# start of Quoted passage

Belmont Abbey College is a private, Catholic liberal arts college in Belmont, North Carolina. It was founded in 1876 by the Benedictine monks of Belmont Abbey. The school is affiliated with the Catholic Church and the Order of Saint Benedict. It is endorsed by The Newman Guide to Choosing a Catholic College. Belmont Abbey is the only college in North Carolina affiliated with the Catholic Church.

Offering an undergraduate education, the college enrolls students from diverse ethnic, cultural, and religious backgrounds.

History 

Belmont Abbey College was founded in 1876 as St. Mary's College by Benedictine monks from Saint Vincent Archabbey in Pennsylvania. Father Jeremiah O'Connell purchased Caldwell farm and donated the land to the Benedictines, hoping the community would found a Catholic educational institution in the Carolinas. On April 21, 1876, Father Herman Wolfe, from Saint Vincent, arrived with two students to take possession of the property and begin classes. In 1878, the college held its first commencement exercises. Katharine Drexel, a benefactor of the monastery and college, visited Belmont Abbey in 1904. The present name of the college was adopted in 1913. 

In 1967 John Oetgen, college president and Benedictine priest, conferred an honorary degree on the Protestant evangelist Billy Graham, marking what was at the time seen as a bold ecumenical gesture. 

Originally a college for young men, Belmont Abbey became a coeducational institution in 1972. In 1987, Sacred Heart College for women merged with the abbey, and its campus began to host a variety of abbey classes and programs.

The Belmont Abbey Historic District was listed on the National Register of Historic Places in 1993. It includes at its heart the separately listed Belmont Abbey Cathedral. Other contributing buildings include the Brothers' Building (1893, 1897, 1904), Old Science (1893), Jubilee Hall (1897), The Monastery (1880, 1891, and 1894), the College Building (or Stowe Hall, 1886, 1888, 1898), Saint Leo Hall (1907), and The Haid (1929).

Campus 

Maurus Hall is centrally located on campus and houses a student lounge, grill, and the Holy Grounds coffee shop. Across from Maurus Hall is the Haid, which serves as a student and community theater. The Haid was originally built as a gymnasium. The Abbey Players now perform there.  Along Abbey Lane, towards the far end of the campus, are the Vincent Abbot Taylor Library and the William Gaston Science Hall. Administrative offices are located in Robert Stowe Hall, with classrooms on the second and third floors. St. Leo's Hall, built in the American Benedictine style, houses the Campus Book Store and Catholic Shop on the first floor. Professorial offices are located in St. Leo's Hall, and Grace Auditorium is located on the third floor.

# end of Quoted passage
# start of Recorded information

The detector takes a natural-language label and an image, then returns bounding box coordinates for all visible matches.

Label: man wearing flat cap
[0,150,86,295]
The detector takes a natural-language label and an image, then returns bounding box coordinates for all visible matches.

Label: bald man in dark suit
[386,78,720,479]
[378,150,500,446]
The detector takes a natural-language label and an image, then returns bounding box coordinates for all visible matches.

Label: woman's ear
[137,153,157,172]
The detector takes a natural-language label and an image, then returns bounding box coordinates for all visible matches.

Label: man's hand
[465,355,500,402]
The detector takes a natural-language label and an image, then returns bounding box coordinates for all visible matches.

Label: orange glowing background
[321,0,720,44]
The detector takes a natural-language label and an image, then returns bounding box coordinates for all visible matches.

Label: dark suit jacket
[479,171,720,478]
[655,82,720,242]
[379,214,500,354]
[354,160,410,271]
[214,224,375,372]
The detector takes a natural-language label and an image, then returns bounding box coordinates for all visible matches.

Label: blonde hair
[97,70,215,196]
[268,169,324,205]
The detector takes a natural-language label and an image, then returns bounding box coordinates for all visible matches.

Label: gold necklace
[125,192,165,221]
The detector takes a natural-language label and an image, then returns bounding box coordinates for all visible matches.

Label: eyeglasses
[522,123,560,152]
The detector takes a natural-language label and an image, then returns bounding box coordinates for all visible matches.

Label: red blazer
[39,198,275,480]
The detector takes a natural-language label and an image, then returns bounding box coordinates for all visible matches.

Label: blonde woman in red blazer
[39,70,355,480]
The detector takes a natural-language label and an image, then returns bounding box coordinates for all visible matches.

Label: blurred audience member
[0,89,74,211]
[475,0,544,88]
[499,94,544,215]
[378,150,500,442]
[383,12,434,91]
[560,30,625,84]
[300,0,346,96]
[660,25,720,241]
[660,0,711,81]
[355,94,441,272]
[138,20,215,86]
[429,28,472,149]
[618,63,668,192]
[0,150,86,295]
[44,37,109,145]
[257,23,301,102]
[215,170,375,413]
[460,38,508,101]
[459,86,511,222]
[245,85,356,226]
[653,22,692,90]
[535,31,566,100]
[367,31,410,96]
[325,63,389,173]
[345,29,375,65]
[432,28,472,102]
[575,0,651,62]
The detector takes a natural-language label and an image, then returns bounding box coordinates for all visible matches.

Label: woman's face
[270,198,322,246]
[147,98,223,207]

# end of Recorded information

• _Challenge_:
Rewrite the Belmont Abbey College text starting with "In 1967 John" and going on through "bold ecumenical gesture.", putting "daring" in place of "bold". Work only from the text about Belmont Abbey College.

• _Response to the task_:
In 1967 John Oetgen, college president and Benedictine priest, conferred an honorary degree on the Protestant evangelist Billy Graham, marking what was at the time seen as a daring ecumenical gesture.